### What needs to be done
Please repeat the data starting with the line with "# point at: the pencil" and going on through the end of the data, keeping the requests and shifting every coordinate in the answers by -117. Give only those lines.

______

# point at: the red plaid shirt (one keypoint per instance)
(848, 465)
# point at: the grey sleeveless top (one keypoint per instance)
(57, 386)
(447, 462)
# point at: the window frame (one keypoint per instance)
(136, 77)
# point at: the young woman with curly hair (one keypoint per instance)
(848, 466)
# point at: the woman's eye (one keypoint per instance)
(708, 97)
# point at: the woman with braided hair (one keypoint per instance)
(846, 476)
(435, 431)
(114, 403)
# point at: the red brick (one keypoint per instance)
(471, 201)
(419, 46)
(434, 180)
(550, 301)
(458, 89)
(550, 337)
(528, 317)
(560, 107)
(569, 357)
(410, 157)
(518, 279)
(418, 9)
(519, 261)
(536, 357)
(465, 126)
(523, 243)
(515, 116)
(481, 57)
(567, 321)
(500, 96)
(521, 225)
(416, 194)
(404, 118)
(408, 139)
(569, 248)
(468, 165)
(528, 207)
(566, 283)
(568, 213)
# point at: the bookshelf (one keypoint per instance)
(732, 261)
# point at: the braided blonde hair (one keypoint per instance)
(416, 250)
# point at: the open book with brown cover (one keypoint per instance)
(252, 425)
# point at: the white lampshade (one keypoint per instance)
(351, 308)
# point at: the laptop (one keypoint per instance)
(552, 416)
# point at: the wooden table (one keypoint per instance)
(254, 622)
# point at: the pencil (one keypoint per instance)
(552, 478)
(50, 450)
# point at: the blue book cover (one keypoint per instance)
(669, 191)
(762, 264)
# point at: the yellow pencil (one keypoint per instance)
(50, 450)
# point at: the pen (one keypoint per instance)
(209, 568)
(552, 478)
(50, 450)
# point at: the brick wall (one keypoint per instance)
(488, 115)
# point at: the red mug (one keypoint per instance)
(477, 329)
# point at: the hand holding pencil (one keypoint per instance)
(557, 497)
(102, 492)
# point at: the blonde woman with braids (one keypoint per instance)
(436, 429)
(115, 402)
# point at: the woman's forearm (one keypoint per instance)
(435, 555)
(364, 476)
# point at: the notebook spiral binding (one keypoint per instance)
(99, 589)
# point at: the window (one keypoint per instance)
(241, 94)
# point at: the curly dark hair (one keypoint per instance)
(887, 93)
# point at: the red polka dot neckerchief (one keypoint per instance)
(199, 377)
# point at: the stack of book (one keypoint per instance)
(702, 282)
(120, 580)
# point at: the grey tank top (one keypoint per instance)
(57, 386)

______

### Written solution
# point at: the pencil (one keypoint per instance)
(435, 361)
(-67, 333)
# point at: the blue book cover (one keypoint per instance)
(552, 74)
(645, 147)
# point at: the yellow pencil (one keypoint per instance)
(-67, 333)
# point at: the pen (one keypoint per instance)
(92, 451)
(435, 361)
(-67, 333)
# point at: the brick wall (one keypoint per instance)
(371, -2)
# point at: the red mug (one keypoint per instance)
(360, 212)
# point at: the hand holding pencil (one keypoint per instance)
(440, 380)
(-15, 375)
# point at: the blonde woman with braids (one keypoint per instance)
(319, 312)
(-2, 285)
# point at: the woman's forearm (one keypoint per instance)
(318, 438)
(247, 359)
# point at: the notebook spiral binding (one keypoint per instance)
(-18, 472)
# point at: the window (one keypoint per instance)
(124, -23)
# point at: the curly dark hair (one keypoint per instance)
(770, -24)
# point at: the red polka dot neckerchief (one keypoint per instance)
(82, 260)
# point at: the stack of book (one keypoint per instance)
(585, 165)
(3, 463)
# point at: the grey tank top (one keypoint per instance)
(-60, 269)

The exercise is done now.